=== PROBLEM REQUIREMENTS ===
List each line in the entries below that contains the word "tree". Case counts.

* start GIVEN DATA *

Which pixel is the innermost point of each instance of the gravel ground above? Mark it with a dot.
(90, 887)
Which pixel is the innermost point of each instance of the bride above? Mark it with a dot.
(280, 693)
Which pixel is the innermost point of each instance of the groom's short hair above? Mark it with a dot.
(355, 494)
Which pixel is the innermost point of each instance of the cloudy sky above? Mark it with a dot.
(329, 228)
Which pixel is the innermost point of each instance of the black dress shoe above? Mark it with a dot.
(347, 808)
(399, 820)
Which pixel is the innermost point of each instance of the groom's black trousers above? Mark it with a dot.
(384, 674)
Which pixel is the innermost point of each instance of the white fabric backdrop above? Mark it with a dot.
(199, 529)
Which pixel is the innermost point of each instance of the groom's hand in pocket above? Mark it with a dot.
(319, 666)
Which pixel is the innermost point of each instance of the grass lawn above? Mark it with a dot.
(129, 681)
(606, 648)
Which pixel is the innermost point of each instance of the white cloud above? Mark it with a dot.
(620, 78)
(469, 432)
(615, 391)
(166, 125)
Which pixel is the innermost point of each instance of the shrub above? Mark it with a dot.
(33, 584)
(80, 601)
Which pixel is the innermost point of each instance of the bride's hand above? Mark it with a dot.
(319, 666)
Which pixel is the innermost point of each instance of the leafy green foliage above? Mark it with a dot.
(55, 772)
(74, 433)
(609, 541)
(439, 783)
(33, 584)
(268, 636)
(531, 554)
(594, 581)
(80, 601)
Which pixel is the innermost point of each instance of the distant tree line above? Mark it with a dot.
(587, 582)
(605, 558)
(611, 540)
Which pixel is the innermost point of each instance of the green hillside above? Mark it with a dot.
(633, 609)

* end GIVEN DATA *
* start GIVEN DATA *

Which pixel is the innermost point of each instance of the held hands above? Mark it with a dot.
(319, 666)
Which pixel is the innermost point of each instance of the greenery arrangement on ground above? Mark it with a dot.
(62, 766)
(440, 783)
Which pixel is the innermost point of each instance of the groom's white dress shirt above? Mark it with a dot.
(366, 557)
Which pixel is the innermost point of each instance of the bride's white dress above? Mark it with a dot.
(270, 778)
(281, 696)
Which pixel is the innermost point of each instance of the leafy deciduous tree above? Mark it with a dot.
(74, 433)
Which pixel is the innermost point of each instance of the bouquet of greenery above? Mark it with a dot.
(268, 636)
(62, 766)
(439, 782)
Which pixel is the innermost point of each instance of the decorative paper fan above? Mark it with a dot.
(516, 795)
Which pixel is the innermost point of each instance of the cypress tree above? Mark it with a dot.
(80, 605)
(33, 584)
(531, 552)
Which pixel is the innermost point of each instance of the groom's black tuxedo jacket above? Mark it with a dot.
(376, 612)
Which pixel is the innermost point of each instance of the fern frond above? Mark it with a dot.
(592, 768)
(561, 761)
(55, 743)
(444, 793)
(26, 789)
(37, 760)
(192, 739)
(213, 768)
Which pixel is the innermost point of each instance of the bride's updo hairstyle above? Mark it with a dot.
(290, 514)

* end GIVEN DATA *

=== RESULT ===
Which pixel is the innermost point of each instance of the distant tree line above? Mark it with a dot.
Which pixel is the innermost point of each instance of the leafy deciduous tree above? Mark it with a dot.
Which pixel is the innermost point of each instance of the cypress tree above? Mark it with a dot.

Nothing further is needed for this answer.